## [Page text]

^^^^^^^^^^^^^^^^

Each AV deployed in Grand Rapids is overseen by an autonomous vehicle operator (AVO). These individuals are on-hand to help disabled residents enter and exit the vehicle, and can take control at any time. This support, along with affordable and accessible transportation, has allowed disabled residents in Grand Rapids to enjoy greater participation in local events and community activities.

Why Is goMARTI Significant for May Mobility?

May Mobility’s vehicles rely on a combination of processes for safe and efficient autonomous transit. First, they use sensors including radar, light detection and ranging (LiDAR) and cameras to read what’s happening around the vehicle. Then, our proprietary Multi-Policy Decision Making (MPDM) system interprets that data and uses it to instantly run thousands of simulations to choose the safest course of action.

Heavy snow and ice in rural areas like Grand Rapids can obscure AV sensors, hide road markings and create slippery surfaces that are almost invisible creating unique challenges for AVs. Since the intensity of this weather changes from day to day, AVs need to be able to adapt quickly to changing conditions.

^^^^^^^^^^^^^^^^

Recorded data
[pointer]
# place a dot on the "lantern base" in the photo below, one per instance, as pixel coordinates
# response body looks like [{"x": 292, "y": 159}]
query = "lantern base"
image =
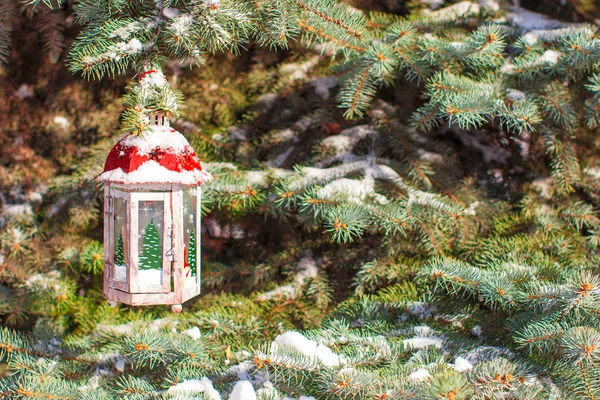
[{"x": 148, "y": 299}]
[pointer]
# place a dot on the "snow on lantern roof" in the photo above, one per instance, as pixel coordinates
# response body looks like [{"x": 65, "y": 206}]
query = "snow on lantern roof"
[{"x": 161, "y": 155}]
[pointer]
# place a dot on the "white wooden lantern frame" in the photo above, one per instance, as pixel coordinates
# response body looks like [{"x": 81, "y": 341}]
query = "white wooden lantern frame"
[{"x": 175, "y": 287}]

^^^^^^^^^^^^^^^^

Extend the passage about May Mobility's goMARTI service in Grand Rapids, picking up after its last sentence.

## [Written response]
Our team is committed to building our autonomy system to be the best it can be. That includes picking challenging service areas and conditions to ensure that our AVs can handle any and all situations.

With goMARTI, our engineers were inspired to improve our systems to better understand and accommodate the risks of extreme cold. This not only allows us to keep the residents of Grand Rapids safe, but to overcome similar challenges in future deployments. As a result, we can support a wider range of underserved populations with safe, accessible and equitable autonomous transit.